■ **EXERCISE GOAL**
From the entries below, retype only the lines from the one with "[pin] red pants" through the one with "[pin] statue's white", exactly as written.

[Records excerpted from a collection]

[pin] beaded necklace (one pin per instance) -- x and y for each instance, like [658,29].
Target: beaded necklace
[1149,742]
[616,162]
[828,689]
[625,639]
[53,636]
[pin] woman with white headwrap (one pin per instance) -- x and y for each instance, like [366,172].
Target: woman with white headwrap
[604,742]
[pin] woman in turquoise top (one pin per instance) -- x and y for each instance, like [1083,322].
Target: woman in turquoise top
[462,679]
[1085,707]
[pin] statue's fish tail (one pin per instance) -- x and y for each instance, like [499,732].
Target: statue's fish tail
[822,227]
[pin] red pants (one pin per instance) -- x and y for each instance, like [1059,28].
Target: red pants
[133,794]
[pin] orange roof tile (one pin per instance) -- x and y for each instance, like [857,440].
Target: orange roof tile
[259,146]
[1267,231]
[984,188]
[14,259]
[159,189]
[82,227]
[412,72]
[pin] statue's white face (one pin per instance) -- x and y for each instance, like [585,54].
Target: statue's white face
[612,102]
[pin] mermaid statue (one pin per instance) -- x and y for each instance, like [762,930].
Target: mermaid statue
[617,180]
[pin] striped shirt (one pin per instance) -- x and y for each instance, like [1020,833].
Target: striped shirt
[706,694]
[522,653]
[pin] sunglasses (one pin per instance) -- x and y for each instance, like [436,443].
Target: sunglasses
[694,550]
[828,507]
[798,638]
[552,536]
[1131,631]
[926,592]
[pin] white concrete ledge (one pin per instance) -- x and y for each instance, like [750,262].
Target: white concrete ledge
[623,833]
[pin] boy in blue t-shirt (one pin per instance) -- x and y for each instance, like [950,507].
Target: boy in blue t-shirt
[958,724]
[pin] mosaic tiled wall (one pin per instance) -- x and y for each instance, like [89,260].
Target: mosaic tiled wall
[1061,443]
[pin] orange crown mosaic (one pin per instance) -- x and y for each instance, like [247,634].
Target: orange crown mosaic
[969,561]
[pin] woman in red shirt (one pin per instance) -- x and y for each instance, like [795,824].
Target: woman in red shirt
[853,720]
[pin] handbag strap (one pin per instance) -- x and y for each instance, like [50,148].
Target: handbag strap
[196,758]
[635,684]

■ **EXPECTED ANSWER**
[pin] red pants (one pin per instance) -- x and y for each instance, like [1059,28].
Target: red pants
[133,794]
[pin] orange roof tile (one pin per instance) -- x and y for each instance, like [857,440].
Target: orange roof tile
[259,146]
[1267,231]
[984,188]
[14,259]
[159,189]
[82,227]
[412,72]
[pin] statue's white face (one pin per instance) -- x and y for each instance, like [585,54].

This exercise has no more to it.